» What is expected
Send back every record exactly.

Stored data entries
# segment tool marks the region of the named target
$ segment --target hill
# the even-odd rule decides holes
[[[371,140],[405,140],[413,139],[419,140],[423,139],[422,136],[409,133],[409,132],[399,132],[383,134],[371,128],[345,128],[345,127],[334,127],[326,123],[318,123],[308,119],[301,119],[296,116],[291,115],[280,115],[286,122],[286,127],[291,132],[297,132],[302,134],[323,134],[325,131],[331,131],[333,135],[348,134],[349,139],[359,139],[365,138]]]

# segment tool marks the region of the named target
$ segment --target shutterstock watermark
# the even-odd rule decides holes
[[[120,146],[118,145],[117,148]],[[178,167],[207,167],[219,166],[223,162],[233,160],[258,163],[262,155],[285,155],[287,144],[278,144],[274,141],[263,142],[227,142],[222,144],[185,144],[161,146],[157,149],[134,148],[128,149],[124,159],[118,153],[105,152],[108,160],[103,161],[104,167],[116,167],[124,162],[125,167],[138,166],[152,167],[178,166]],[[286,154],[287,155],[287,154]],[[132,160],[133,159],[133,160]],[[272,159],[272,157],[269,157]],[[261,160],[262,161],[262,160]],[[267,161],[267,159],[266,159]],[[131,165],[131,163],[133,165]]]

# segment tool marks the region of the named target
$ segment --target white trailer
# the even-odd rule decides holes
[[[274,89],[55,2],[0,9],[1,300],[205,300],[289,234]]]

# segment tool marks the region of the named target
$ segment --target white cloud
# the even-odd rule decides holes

» Problem solution
# segment tool marks the region of the named target
$ segment --target hill
# the even-odd rule decides holes
[[[371,140],[405,140],[413,139],[419,140],[423,139],[422,136],[409,133],[409,132],[399,132],[383,134],[371,128],[345,128],[345,127],[334,127],[326,123],[318,123],[308,119],[301,119],[296,116],[291,115],[280,115],[286,122],[286,127],[291,132],[297,132],[302,134],[323,134],[325,131],[331,131],[333,135],[348,134],[349,139],[359,139],[365,138]]]

# segment tool marks the region of the named target
$ segment --target shutterstock watermark
# the even-odd rule decides holes
[[[120,146],[118,145],[117,148]],[[178,167],[207,167],[219,166],[223,162],[233,160],[258,163],[262,155],[285,155],[287,144],[278,144],[274,141],[263,142],[227,142],[222,144],[185,144],[161,146],[157,149],[134,148],[128,149],[124,159],[118,153],[105,152],[108,160],[103,161],[104,167],[116,167],[124,162],[125,167],[138,166],[152,167],[178,166]],[[286,154],[287,155],[287,154]],[[132,160],[133,159],[133,160]],[[272,159],[272,157],[269,157]],[[261,160],[262,161],[262,160]],[[267,161],[267,159],[266,159]],[[131,165],[131,163],[133,165]]]

# segment tool marks the region of the named target
$ segment --target white trailer
# the even-odd rule decides holes
[[[274,89],[55,2],[0,9],[1,300],[205,300],[289,234]]]

# segment tool marks the region of the named target
$ segment --target white cloud
# the even-odd rule decides holes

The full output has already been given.